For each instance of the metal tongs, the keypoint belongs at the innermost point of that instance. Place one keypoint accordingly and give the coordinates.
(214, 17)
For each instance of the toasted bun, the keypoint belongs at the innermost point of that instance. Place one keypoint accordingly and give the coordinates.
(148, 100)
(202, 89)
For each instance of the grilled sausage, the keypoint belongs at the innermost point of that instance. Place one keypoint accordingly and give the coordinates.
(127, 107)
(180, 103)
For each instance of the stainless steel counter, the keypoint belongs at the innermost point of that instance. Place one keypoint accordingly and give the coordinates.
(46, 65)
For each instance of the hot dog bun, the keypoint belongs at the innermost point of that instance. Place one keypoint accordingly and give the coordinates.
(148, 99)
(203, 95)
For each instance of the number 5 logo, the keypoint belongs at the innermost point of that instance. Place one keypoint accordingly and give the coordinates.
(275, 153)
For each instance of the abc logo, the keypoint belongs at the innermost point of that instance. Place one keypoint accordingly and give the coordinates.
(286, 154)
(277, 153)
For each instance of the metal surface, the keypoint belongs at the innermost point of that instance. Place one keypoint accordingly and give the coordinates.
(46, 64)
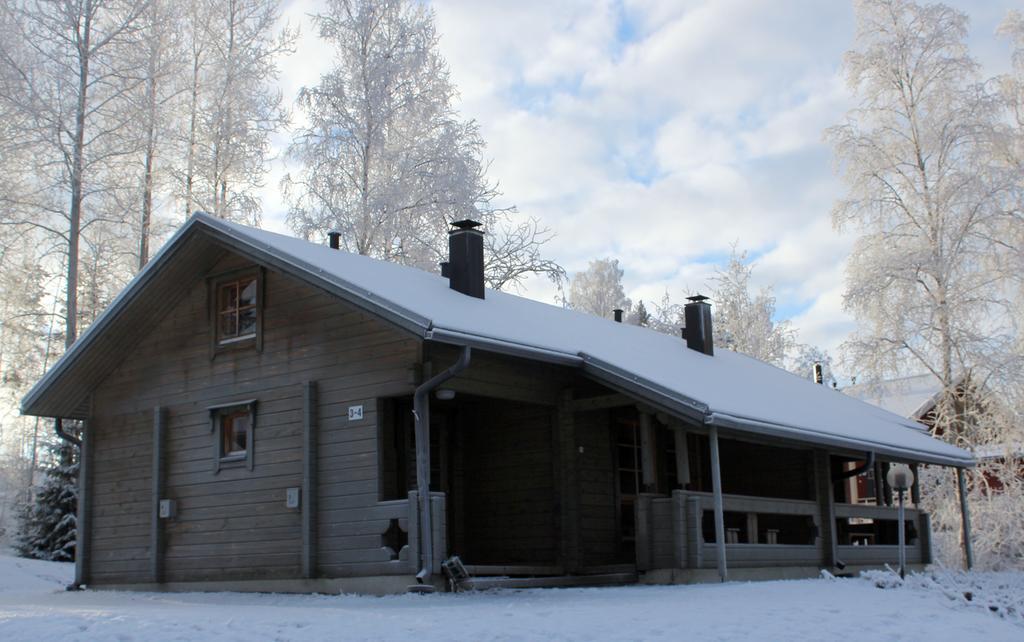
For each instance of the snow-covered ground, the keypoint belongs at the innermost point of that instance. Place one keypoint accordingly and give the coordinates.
(34, 607)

###

### PROBLEM REQUIREMENTS
For this exercise, transcribe the entries verbatim and skip all pictures.

### PROBLEM SOLUTION
For each instance of the metal tongs, the keypoint belongs at the innermost point of that instance. Place one keypoint accordingly and give the coordinates.
(214, 17)
For each instance of the toasted bun, the keypoint belongs at the innermost point of that instance. Place one keypoint accordingly and give the coordinates.
(148, 100)
(202, 89)
For each instance of the grilled sausage, the keypoint belongs at the innermost point of that instance. Place one keypoint accordingly and give the coordinates.
(127, 107)
(180, 103)
For each instance of the stainless steel counter, the keypoint belongs at the innermost point of that instance. Place one keypoint accordingly and give the coordinates.
(46, 65)
For each instance of the hot dog bun, the keypoint belongs at the innermost point of that instance. Place one keypoint accordingly and give the coordinates.
(148, 99)
(203, 95)
For each instance of the number 5 logo, the keypoint belongs at the innermost point of that instance. Place one keypoint accordingly and give the coordinates.
(275, 153)
For each instance of the abc logo, the keypoint belongs at the innermost point of that instance. Place one keypoint accordingly and give the coordinates.
(286, 154)
(277, 153)
For each instance of the metal surface, the keypoint belongs at the innermost point of that instance. Place one keypoint accordingly and give the coordinates.
(46, 64)
For each instance of the snow-covered ground, the keypoint belongs at the innermost point of that instance. Place one keypoint accordingly and give the coordinates.
(34, 607)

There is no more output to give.